Sunday, June 10, 2012

This one is for you, Andy. Pork on pork action, stuffed with cheese. I hope this makes you proud!

Many of my fellow students are living on student loans alone, which is tough. Thankfully, my wife is gainfully employed (with great benefits to boot) which means that, while some aspects of our life resemble that of a broke graduate student's, we are afforded some luxuries. And, what does luxury mean to us? Costco: the western hemisphere's shining temple of bulk savings, with the modern gilding of naked cantilevered I-beams and glossy concrete floors, where wild fork-lifts roam and the worshipers wait patiently for the sample lady and then for the validating highlighter mark before returning to the harsh world.

Today, during our bi-monthly trek to pay our respects we came home with a pork sirloin tip roast, which is what tonight's meal will feature. In general, I prefer to cook cuts of meat on the grill, but certainly a pork sirloin tip roast does not demand a grill (perhaps, like a beef sirloin steak might) but since the temperature today was in the mid-nineties, grilling it will be.

Since I'm dealing with a nerf football sized chunk of meat, I'm going to take some special precautions with the barbecue's setup, the most important of them being piling up the briquettes on one side, while the meat sits on the opposite side. This will help provide a more even cook, with non-direct heat.

At first, I contemplated butterfly cutting the pork and then stuffing it, however, upon further review, I had no twine available. So, I just took a knife and tried to make slices down through the center, which seemed to work well. My stuffing consists of: 2 slices of smoked gouda, fresh basil (from the garden) and fresh rosemary with nearly 4 tablespoons of chopped garlic. I also added 3 slices of thick sliced apple wood smoked bacon. I managed to get it all in.

The pork is almost ready to grill. I wasn't initially planning on doing this, but with a pan full of hot and tasty bacon grease I decided to use that instead of olive oil for my wet rub base. So, I added about 2 tablespoons of garlic, along with a generous pinch of basil and rosemary to the grease and smeared it all over the pork. Now it is ready to go.

A rough estimate for the pork is 20 minutes per pound, and this roast was a little over two pounds. Halfway through the grilling process, I use the rest of the bacon grease and friends, after all, I don't want to rely on a mere three slices of bacon to maintain (and the quarter cup of bacon grease) the bacon-ness of a bacon stuffed pork roast.

• _Raw data_
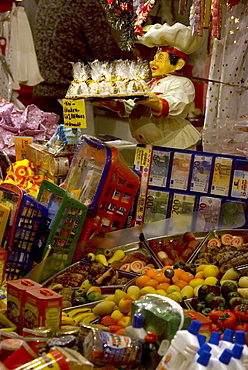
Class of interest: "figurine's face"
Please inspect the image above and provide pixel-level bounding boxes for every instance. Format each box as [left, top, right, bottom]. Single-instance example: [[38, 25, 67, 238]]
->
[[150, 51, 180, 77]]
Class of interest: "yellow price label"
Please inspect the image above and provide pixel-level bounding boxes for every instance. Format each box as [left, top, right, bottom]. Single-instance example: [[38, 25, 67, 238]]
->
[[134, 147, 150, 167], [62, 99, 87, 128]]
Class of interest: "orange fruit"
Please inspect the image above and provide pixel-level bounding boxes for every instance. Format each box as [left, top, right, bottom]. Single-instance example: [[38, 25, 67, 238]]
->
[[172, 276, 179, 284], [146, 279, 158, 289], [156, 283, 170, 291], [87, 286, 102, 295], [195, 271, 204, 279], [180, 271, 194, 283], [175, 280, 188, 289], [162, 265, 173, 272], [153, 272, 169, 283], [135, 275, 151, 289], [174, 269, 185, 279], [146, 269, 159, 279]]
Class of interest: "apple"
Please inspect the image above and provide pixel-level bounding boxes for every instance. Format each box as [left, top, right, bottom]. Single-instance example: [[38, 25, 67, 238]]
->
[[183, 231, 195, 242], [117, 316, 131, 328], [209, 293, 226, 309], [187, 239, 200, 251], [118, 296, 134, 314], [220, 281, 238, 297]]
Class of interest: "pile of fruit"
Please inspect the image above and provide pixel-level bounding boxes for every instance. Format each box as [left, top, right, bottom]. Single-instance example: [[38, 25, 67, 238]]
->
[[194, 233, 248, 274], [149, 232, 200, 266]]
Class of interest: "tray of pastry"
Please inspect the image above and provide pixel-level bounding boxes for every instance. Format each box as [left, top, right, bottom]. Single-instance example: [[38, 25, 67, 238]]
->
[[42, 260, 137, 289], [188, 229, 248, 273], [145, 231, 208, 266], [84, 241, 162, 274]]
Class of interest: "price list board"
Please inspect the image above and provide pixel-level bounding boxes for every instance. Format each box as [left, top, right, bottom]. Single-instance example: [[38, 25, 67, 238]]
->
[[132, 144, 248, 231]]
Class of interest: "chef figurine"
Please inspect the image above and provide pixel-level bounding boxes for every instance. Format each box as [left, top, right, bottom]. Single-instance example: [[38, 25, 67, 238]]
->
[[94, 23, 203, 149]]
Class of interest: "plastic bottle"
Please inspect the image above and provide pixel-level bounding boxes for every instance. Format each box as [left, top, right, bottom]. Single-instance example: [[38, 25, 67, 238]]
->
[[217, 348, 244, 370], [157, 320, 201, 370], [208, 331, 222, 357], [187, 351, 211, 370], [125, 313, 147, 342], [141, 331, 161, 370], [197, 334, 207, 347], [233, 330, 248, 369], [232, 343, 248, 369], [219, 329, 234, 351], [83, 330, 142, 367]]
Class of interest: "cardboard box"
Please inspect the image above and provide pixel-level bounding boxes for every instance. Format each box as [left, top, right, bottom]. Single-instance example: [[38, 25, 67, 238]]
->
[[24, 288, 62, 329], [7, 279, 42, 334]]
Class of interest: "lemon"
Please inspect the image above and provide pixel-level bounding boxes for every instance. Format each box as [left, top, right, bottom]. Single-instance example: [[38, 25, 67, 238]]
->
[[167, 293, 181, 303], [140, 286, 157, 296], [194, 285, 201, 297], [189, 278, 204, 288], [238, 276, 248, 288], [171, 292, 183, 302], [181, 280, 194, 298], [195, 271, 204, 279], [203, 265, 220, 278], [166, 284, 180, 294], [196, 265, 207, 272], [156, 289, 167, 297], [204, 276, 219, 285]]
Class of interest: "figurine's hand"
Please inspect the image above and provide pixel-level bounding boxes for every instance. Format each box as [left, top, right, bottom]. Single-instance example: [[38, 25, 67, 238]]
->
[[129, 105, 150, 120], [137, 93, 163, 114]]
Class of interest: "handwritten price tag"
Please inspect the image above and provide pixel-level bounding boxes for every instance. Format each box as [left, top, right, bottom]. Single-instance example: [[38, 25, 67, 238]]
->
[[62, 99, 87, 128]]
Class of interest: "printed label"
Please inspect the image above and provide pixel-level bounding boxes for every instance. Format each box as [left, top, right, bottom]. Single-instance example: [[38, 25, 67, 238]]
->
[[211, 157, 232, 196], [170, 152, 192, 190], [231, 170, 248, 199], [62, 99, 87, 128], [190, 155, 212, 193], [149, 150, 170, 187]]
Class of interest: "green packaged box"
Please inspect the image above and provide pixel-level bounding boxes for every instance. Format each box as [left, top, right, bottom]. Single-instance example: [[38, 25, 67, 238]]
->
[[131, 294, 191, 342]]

• _Required work_
(A) List every ingredient that goes inside the roast as stuffing in the grilled pork roast post.
(B) Carry the grilled pork roast post forward from its final sentence.

• _Expected responses_
(A)
- 2 slices of smoked gouda
- Fresh basil from the garden
- Fresh rosemary
- Nearly 4 tablespoons of chopped garlic
- 3 slices of thick sliced apple wood smoked bacon

(B)
The local Trader Joes  has had great local corn for the past few weeks, so I was looking forward to grilling some corn on the cob. Unfortunately, we are not only out of twine, but tin foil as well. Even though putting the corn in the foil with butter and salt and pepper is my favored way of cooking corn. Tonight, I considered keeping the husk on, but I decided to just grill it naked, add butter and seasoning afterward. The corn definitely was not the star of this meal, but my wife and I both ate it.

Now, final verdict from the wife: "A different cheese, such as swiss would be better next time. A wrap of bacon around the outside would be better than stuffing it. However, I would have still stuffed the inside with the garlic, herbs and cheese. Nevertheless, it was very delicious and I ate all that I was given."

Of course, those that know me will not be surprised at all that I am my harshest critic. I won't make this exact dish ever again. I like all the components, and will incorporate all the elements, in some way, only not in this incarnation. The largest issue, in my mind, is that I used raw garlic, and too much of it. I was seriously considering roasting garlic cloves in olive oil in the oven and using that instead of raw chopped garlic, and now, I wish I had. I also agree with my wife that a harder cheese, such as swiss or even provolone would have been a better choice. I also wish that I would have ensured that I had serviceable twine, so I could have properly stuffed the meat. As it stood, I did think that I did a good job making sure that the stuffing was in a good position to be in every slice of meat.

I would like to start pairing wine, or beer with my meals, but since I'm currently training for a half-marathon I'm drinking very little. However, an ice cold glass of water (no ice) complemented this dish well.